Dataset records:
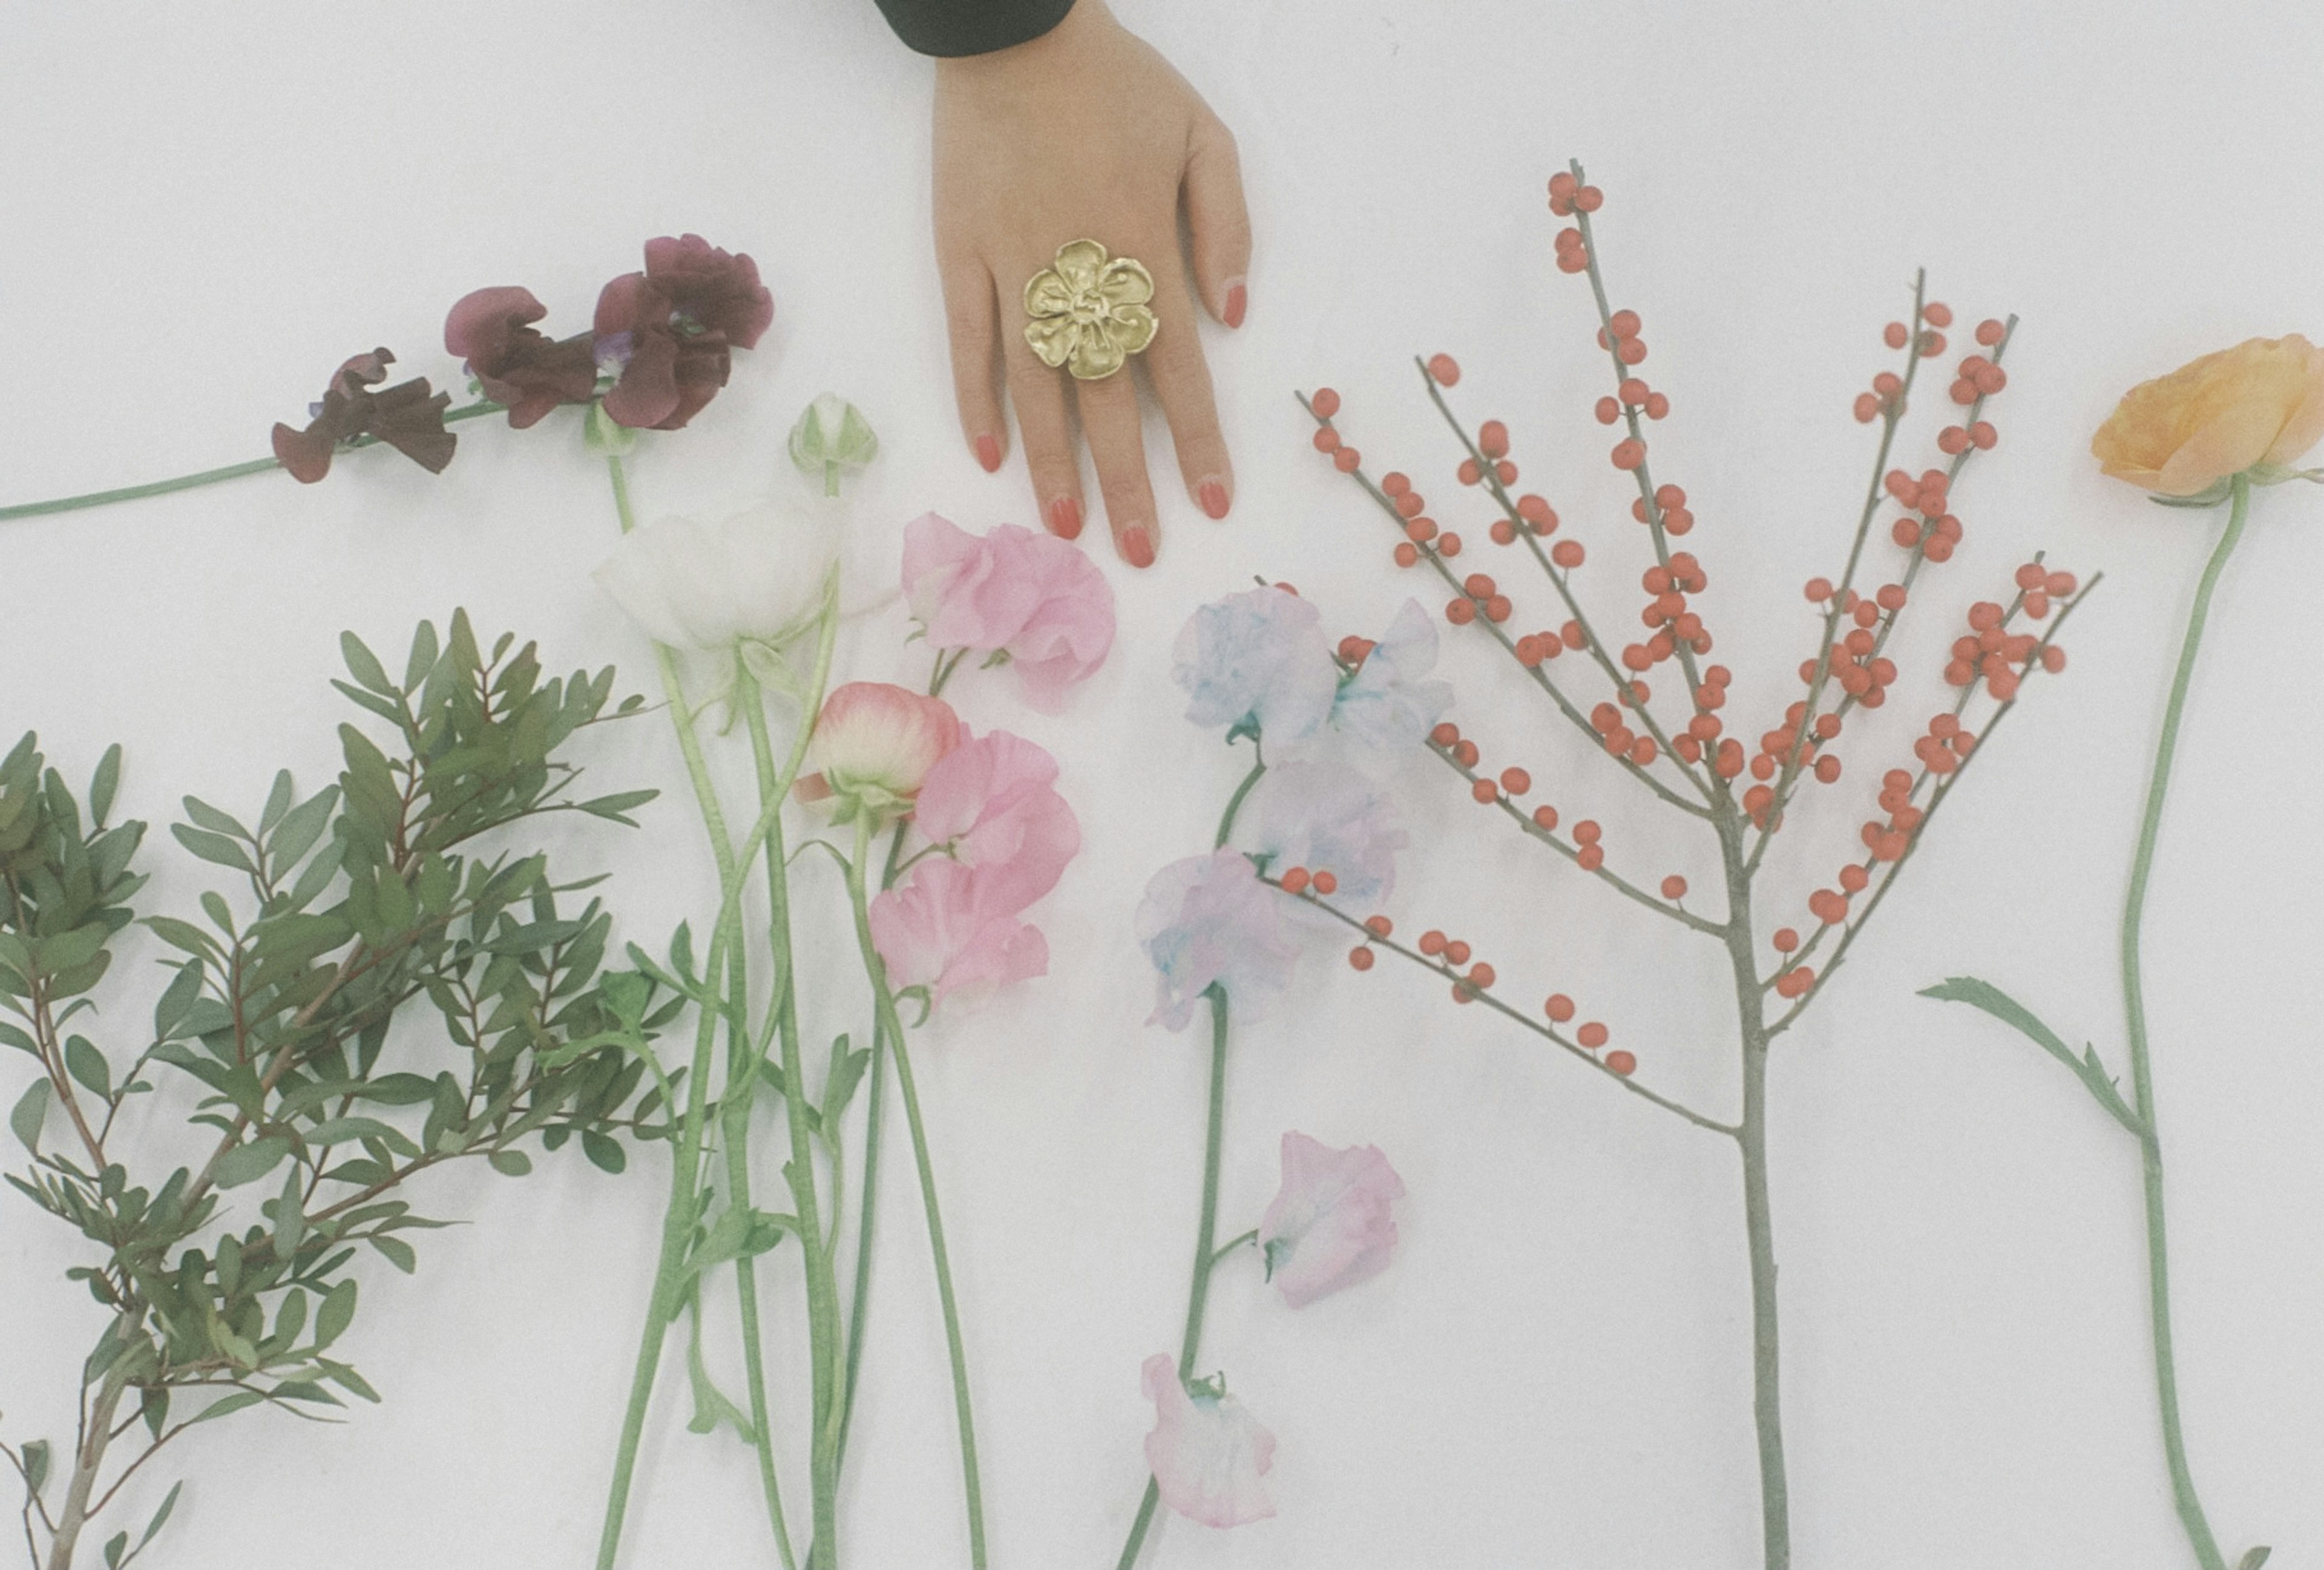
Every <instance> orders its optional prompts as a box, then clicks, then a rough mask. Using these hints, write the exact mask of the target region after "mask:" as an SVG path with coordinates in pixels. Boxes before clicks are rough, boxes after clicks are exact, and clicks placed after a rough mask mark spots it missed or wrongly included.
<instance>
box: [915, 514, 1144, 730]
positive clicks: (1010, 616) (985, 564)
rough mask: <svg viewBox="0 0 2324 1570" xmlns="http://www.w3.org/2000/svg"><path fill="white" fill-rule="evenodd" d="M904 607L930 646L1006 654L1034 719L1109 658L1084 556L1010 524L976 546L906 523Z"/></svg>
mask: <svg viewBox="0 0 2324 1570" xmlns="http://www.w3.org/2000/svg"><path fill="white" fill-rule="evenodd" d="M904 597H906V599H909V602H911V613H913V615H916V618H918V620H920V625H923V627H927V641H930V643H932V646H937V648H964V650H969V653H976V655H992V653H1006V655H1009V662H1011V664H1013V667H1016V671H1018V676H1020V678H1023V683H1025V701H1027V704H1032V706H1034V708H1039V711H1043V713H1055V711H1057V708H1062V706H1064V690H1067V687H1069V685H1074V683H1076V680H1081V678H1083V676H1088V674H1090V671H1095V669H1097V667H1099V664H1104V660H1106V650H1111V648H1113V585H1109V583H1106V576H1104V574H1102V571H1099V569H1097V564H1095V562H1092V560H1090V555H1088V553H1085V550H1081V548H1078V546H1071V543H1067V541H1062V539H1053V536H1048V534H1034V532H1032V530H1023V527H1018V525H1013V523H1004V525H999V527H995V530H992V532H990V534H983V536H978V534H969V532H967V530H962V527H960V525H955V523H953V520H948V518H941V516H937V513H925V516H920V518H913V520H911V523H909V525H904Z"/></svg>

Your objective: Lay out the data above as a numbered list, from the start through the line containing "rough mask: <svg", leaving out blank lines and the pictures.

Problem solution:
1. Every <instance> orders its optional prompts as a box, then clicks, then a rough mask. Using these hints, write the exact mask of the target region after "mask:" as an SVG path with coordinates in pixels. Boxes before clicks are rough, boxes after clicks are exact, and clicks placed after a rough mask mark spots it missed or wrongly included.
2. <instance>
3. box: [915, 514, 1144, 730]
4. positive clicks: (1010, 616) (985, 564)
5. rough mask: <svg viewBox="0 0 2324 1570" xmlns="http://www.w3.org/2000/svg"><path fill="white" fill-rule="evenodd" d="M904 607L930 646L1006 654L1034 719L1109 658L1084 556L1010 524L976 546L906 523Z"/></svg>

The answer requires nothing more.